:: Information ::

=== Begin Enclosure ===

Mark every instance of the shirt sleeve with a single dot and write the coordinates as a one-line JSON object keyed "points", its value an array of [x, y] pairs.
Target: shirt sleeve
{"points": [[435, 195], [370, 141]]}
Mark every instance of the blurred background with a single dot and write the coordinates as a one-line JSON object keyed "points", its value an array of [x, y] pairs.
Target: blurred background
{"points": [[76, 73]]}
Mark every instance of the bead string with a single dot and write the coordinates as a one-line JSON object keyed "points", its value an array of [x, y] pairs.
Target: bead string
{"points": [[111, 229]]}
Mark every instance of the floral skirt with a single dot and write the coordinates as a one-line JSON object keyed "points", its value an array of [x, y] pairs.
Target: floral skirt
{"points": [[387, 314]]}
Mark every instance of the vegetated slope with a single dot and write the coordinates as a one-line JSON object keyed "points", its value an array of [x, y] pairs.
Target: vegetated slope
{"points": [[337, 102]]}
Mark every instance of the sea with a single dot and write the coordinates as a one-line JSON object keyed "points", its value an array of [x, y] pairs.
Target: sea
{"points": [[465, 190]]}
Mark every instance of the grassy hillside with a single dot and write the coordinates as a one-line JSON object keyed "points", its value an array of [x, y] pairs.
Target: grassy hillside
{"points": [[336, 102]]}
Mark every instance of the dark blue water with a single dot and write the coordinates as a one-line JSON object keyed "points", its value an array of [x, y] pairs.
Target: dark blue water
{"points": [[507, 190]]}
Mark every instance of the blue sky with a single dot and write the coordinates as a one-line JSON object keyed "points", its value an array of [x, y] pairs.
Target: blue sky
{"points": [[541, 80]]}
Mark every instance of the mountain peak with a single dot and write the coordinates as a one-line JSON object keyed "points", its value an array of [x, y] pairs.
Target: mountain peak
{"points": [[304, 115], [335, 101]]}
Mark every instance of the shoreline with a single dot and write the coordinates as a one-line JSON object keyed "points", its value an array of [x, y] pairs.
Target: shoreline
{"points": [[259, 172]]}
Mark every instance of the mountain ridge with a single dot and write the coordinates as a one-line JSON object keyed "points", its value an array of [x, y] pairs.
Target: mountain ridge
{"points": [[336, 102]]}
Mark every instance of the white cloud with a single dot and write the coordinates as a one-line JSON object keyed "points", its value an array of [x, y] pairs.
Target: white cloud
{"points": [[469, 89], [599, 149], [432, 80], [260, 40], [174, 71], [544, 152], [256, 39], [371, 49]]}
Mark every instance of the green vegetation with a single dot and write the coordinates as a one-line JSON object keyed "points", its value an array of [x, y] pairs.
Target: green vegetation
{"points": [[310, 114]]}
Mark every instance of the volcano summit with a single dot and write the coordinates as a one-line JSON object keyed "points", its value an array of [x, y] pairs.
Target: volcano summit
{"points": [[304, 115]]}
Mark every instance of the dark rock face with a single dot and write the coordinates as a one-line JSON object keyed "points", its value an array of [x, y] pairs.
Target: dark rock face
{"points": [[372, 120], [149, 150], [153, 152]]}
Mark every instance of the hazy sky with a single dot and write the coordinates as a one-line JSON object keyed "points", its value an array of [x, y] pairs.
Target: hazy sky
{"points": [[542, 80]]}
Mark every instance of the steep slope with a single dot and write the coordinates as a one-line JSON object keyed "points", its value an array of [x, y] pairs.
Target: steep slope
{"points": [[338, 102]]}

=== End Enclosure ===

:: What this task involves ::
Write out exactly the lines from the line containing "Mark every instance of the hazy" to the end of the listing above, both included, and nothing else.

:: Written response ::
Mark every instance of the hazy sky with a single dot and write the coordinates as a one-line JSON object keyed "points", its value an array of [x, y] pairs.
Target: hazy sky
{"points": [[542, 80]]}
Mark every instance of the steep slope with a single dot and write the coordinates as a one-line JSON object keyed "points", its value an array of [x, y] pairs.
Target: steep slope
{"points": [[338, 102]]}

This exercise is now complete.